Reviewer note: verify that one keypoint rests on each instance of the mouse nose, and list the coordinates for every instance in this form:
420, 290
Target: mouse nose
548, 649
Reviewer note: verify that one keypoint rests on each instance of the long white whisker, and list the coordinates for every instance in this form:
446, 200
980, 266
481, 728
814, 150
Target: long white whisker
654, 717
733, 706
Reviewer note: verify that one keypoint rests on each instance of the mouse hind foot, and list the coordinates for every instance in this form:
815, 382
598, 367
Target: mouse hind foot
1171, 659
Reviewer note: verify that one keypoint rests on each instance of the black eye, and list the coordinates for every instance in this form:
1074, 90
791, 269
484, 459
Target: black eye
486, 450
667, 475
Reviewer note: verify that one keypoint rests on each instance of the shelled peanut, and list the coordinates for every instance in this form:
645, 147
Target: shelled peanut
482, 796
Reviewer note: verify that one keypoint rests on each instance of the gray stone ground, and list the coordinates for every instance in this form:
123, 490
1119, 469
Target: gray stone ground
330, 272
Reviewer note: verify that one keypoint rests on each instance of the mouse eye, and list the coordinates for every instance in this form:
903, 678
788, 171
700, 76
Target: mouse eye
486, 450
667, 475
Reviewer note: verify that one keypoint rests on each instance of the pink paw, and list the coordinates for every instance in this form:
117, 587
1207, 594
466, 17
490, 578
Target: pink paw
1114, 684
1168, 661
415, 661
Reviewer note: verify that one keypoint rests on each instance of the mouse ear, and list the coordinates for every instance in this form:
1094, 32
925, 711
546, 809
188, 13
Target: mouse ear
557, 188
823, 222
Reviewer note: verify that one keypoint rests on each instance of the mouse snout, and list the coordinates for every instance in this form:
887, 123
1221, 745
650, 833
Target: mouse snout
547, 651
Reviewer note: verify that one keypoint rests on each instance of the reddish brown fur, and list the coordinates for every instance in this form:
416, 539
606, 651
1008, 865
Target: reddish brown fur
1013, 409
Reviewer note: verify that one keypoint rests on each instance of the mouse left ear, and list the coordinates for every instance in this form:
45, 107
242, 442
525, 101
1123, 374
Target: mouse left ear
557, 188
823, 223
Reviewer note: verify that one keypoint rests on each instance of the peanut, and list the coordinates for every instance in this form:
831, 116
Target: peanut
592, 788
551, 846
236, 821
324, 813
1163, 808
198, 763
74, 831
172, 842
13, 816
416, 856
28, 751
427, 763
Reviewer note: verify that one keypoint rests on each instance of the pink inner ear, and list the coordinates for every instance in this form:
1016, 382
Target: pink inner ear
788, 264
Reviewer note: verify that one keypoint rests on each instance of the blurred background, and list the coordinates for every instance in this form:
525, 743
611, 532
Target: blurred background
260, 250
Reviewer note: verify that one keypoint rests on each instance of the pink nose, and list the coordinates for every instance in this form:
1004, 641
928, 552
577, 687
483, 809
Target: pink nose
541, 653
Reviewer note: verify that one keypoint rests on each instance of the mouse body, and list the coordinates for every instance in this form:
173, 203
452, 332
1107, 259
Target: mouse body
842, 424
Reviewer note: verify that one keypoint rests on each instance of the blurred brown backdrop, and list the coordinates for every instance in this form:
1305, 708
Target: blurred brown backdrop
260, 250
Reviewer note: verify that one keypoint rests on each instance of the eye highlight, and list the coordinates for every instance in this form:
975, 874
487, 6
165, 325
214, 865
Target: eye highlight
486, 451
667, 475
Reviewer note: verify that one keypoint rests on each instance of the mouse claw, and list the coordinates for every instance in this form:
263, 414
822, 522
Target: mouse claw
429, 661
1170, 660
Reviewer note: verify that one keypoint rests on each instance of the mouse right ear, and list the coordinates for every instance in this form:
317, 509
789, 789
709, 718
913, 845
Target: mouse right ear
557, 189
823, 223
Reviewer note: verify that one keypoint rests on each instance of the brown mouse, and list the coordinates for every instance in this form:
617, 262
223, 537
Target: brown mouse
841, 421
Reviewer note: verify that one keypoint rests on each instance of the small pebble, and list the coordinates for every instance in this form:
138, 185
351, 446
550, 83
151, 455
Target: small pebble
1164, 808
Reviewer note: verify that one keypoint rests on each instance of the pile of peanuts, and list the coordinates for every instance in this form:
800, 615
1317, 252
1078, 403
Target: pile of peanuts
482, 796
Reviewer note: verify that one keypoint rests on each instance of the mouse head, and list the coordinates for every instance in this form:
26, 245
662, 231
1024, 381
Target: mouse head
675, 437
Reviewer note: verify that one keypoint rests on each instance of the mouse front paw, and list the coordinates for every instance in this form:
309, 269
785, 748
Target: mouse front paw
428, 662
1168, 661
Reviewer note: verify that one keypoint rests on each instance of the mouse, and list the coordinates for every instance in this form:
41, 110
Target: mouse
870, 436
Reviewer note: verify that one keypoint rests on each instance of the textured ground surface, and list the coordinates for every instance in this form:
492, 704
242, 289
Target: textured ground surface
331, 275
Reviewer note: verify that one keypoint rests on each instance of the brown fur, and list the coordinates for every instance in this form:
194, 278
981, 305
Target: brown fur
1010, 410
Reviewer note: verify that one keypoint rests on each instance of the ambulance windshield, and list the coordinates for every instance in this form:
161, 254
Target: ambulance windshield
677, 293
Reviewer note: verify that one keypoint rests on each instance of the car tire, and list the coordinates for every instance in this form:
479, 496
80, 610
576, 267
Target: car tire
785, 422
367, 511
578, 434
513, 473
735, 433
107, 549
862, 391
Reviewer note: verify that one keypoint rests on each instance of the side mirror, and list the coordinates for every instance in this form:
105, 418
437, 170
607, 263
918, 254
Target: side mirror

============

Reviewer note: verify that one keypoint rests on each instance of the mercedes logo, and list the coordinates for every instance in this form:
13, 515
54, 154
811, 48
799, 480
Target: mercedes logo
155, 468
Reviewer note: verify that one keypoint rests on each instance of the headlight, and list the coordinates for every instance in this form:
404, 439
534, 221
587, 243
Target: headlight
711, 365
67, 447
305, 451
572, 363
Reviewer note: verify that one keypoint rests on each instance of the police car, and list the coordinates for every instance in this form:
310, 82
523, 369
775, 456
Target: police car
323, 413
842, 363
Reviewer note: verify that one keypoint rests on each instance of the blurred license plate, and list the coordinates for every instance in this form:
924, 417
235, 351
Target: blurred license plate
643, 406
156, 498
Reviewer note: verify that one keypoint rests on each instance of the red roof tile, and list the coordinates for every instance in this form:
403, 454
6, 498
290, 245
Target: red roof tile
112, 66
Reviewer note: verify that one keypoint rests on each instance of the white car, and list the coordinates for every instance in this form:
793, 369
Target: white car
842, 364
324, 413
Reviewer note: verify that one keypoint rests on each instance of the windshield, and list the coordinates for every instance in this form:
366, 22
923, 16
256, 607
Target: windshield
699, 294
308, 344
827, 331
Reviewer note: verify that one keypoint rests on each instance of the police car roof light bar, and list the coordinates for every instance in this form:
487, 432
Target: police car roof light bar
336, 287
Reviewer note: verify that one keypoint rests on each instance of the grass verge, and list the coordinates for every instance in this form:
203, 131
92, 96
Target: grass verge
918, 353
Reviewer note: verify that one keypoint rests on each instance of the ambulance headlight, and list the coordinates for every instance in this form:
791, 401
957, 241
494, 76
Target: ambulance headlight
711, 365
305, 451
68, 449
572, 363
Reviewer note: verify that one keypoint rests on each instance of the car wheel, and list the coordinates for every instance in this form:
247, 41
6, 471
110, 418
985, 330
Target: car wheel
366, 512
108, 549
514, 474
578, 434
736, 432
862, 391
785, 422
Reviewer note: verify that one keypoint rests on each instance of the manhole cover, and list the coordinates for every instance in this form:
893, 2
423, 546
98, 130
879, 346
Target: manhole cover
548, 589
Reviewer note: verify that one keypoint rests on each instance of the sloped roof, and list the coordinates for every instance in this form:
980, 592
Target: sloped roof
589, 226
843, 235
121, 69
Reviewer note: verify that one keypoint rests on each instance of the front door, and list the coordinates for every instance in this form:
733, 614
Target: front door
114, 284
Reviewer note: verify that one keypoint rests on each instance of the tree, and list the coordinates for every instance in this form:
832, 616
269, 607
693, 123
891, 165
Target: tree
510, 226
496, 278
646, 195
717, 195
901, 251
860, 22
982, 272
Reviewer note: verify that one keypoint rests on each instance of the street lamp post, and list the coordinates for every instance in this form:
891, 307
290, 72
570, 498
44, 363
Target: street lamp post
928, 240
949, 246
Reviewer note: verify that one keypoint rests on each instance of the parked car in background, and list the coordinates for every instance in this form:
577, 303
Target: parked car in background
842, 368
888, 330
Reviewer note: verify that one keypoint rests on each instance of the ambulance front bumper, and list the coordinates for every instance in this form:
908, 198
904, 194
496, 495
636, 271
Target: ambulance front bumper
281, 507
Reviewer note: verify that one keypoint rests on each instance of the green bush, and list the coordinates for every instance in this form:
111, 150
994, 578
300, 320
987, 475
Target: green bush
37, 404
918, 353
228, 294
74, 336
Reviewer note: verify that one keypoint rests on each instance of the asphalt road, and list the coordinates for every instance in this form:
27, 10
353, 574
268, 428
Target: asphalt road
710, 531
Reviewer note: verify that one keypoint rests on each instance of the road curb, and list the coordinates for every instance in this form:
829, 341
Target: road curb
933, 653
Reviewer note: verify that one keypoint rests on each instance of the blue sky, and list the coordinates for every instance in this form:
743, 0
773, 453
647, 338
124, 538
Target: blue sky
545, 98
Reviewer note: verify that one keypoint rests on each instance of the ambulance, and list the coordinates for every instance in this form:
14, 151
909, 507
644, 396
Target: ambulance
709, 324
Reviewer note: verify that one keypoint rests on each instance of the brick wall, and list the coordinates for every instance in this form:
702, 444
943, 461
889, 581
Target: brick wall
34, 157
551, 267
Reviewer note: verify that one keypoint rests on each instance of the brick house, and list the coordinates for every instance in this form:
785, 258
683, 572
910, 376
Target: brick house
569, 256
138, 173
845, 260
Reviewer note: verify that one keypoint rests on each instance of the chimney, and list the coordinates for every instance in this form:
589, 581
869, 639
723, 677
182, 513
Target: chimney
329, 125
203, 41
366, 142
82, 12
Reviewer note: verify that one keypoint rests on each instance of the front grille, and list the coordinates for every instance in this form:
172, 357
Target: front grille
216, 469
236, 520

============

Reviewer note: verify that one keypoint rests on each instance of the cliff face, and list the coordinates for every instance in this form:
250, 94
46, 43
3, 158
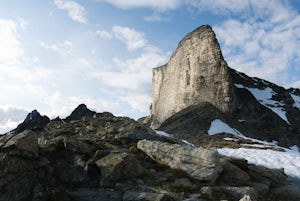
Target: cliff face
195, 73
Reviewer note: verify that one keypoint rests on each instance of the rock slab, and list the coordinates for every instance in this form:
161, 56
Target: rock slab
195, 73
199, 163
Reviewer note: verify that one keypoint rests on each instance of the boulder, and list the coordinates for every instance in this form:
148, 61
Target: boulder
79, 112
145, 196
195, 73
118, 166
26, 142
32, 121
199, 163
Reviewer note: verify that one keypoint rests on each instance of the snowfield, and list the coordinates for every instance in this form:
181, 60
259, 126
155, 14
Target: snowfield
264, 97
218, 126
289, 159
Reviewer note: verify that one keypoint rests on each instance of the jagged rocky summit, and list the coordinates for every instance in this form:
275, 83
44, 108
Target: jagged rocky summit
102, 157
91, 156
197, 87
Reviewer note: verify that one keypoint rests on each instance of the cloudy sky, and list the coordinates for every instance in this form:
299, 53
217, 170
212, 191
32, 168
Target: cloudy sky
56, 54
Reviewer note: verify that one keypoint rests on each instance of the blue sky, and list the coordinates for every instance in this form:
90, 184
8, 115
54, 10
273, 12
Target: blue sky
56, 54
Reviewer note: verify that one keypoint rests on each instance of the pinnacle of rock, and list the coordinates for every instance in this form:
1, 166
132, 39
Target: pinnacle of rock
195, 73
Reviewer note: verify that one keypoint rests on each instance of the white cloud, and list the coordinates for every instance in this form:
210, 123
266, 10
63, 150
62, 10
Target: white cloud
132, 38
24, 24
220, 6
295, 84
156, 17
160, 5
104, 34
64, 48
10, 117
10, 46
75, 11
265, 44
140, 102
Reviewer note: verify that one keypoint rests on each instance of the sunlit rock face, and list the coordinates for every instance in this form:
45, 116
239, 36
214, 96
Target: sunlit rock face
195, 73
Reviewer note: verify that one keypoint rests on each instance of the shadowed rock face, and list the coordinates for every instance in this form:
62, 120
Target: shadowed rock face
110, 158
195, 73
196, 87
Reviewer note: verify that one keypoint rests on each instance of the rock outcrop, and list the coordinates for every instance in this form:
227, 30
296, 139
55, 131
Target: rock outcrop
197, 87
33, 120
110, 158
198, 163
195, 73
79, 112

============

** OBJECTIVE **
Count how many lines in the records above contain the string "peanuts", with case counting, and reply with the number only.

** THE REPLY **
2